* **About this task**:
Copy out, from the entries below, each line that holds the string "background".

[Referring expression data]
━━━━━━━━━━━━━━━━

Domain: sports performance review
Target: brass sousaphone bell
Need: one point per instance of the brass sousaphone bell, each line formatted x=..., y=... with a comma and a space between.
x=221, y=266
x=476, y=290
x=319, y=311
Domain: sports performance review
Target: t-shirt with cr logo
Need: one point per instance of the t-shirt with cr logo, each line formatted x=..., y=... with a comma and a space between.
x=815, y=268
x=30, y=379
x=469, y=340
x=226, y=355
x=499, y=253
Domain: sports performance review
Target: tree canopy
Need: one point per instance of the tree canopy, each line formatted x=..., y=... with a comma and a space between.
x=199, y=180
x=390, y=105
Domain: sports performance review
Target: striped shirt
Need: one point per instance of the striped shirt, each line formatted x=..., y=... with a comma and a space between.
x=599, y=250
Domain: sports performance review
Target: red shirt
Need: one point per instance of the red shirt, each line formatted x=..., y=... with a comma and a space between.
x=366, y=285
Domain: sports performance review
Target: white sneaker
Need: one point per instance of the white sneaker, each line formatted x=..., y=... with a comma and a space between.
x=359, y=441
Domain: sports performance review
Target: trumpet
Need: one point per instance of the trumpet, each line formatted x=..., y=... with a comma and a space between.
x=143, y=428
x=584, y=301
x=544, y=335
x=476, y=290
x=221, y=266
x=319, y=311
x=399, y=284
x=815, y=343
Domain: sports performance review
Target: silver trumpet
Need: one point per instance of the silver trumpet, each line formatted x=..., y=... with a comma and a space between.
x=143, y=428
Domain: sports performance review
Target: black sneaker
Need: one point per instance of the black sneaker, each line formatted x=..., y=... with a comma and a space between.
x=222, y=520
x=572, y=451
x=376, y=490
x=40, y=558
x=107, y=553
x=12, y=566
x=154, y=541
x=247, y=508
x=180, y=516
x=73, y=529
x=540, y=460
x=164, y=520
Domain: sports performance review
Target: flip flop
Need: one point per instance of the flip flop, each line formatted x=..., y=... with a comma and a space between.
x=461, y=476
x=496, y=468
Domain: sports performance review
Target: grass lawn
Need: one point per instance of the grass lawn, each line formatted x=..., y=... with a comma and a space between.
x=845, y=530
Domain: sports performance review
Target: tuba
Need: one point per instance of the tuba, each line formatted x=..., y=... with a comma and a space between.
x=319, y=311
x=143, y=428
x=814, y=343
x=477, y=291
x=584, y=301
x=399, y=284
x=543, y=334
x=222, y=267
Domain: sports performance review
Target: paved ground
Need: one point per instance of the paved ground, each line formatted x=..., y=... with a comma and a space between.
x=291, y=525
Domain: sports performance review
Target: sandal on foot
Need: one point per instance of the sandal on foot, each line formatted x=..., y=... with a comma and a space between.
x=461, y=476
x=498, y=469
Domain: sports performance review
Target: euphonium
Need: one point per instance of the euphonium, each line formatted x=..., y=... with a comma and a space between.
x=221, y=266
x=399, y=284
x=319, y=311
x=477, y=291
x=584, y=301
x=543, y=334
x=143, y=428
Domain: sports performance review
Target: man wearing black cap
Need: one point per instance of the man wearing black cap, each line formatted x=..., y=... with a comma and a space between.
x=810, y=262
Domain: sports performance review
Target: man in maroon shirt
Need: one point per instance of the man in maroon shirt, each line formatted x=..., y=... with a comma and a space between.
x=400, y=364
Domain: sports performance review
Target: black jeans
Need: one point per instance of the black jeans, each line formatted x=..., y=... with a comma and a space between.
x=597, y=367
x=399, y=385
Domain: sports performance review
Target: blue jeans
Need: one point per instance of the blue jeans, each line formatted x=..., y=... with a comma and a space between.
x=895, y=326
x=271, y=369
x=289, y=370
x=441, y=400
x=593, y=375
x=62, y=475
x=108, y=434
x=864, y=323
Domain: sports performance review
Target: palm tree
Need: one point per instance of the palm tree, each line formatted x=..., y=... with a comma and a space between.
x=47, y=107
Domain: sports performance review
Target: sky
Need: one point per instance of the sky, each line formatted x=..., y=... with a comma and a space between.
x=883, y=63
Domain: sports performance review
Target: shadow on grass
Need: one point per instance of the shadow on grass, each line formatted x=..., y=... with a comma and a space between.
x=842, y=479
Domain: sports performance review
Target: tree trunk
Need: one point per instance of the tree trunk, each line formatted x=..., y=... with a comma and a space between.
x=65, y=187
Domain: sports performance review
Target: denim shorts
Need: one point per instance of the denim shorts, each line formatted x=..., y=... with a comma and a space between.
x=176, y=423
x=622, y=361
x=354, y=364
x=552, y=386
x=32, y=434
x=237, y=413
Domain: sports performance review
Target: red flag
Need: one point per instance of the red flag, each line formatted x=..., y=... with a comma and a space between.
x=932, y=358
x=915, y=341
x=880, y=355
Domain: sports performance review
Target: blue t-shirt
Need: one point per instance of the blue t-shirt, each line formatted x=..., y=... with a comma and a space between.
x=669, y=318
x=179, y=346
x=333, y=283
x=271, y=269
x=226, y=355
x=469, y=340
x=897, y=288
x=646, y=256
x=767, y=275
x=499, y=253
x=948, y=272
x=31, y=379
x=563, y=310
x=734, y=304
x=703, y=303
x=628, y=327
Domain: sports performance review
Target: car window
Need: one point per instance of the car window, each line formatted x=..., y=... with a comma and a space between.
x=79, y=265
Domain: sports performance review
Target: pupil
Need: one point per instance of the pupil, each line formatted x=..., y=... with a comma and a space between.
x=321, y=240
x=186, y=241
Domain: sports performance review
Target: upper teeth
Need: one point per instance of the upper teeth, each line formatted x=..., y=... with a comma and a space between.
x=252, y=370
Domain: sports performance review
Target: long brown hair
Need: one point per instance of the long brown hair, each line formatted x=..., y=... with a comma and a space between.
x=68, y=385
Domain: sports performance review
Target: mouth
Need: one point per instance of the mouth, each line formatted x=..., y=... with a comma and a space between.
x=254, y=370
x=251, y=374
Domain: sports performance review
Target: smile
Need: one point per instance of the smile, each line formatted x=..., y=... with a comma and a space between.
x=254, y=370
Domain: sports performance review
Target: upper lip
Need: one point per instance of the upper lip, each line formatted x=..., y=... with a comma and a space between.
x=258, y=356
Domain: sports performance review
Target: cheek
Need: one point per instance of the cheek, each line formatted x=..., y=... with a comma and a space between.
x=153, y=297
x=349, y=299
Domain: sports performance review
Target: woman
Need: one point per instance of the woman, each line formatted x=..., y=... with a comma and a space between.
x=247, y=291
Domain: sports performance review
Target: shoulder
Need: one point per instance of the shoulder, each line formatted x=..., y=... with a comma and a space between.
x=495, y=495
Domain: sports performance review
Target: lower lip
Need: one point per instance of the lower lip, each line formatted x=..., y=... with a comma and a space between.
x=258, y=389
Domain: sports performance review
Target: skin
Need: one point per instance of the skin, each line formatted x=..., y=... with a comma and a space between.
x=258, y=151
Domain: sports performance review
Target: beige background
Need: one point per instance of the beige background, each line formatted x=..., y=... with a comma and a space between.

━━━━━━━━━━━━━━━━

* **Exercise result**:
Target: beige background
Need: one point per instance of the beige background, each line formatted x=..., y=... with a comma and a space between.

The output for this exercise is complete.